[START OF Record extracts]

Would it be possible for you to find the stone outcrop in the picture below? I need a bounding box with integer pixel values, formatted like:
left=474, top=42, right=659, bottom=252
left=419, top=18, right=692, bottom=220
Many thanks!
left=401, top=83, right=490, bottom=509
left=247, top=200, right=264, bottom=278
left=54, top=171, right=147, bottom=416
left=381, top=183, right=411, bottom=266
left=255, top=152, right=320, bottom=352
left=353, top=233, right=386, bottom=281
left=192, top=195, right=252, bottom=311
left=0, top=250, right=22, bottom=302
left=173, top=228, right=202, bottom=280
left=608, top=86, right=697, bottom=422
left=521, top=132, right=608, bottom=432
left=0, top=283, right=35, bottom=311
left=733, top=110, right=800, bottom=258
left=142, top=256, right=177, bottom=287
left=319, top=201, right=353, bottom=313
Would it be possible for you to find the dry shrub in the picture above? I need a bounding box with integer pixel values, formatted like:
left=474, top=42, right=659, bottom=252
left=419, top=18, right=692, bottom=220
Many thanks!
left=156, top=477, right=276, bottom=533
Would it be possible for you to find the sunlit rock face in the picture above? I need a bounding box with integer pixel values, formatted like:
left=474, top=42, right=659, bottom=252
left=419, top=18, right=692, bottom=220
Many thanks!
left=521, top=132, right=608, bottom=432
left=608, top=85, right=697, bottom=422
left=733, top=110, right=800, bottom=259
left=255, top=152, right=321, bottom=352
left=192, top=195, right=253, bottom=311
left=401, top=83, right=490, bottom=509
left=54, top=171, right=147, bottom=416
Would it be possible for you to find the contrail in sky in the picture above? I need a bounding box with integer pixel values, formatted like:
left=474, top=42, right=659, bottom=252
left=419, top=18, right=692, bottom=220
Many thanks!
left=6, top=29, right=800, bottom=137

[END OF Record extracts]

= Requirements =
Shift the data by rewriting it from its first line through the line with "left=0, top=250, right=22, bottom=302", both ends included. Keep the requests and their format samples unchanged, and add -12 to every bounding box coordinate in the answers.

= Answer to this task =
Would it be possible for you to find the stone outcrop in the picture below? I need a bounding box with integer pixel values, formatted like:
left=474, top=42, right=659, bottom=252
left=419, top=18, right=692, bottom=220
Many thanks!
left=389, top=71, right=478, bottom=497
left=235, top=188, right=252, bottom=266
left=42, top=159, right=135, bottom=404
left=369, top=171, right=399, bottom=254
left=243, top=140, right=308, bottom=340
left=341, top=221, right=374, bottom=269
left=180, top=183, right=240, bottom=299
left=-12, top=238, right=10, bottom=290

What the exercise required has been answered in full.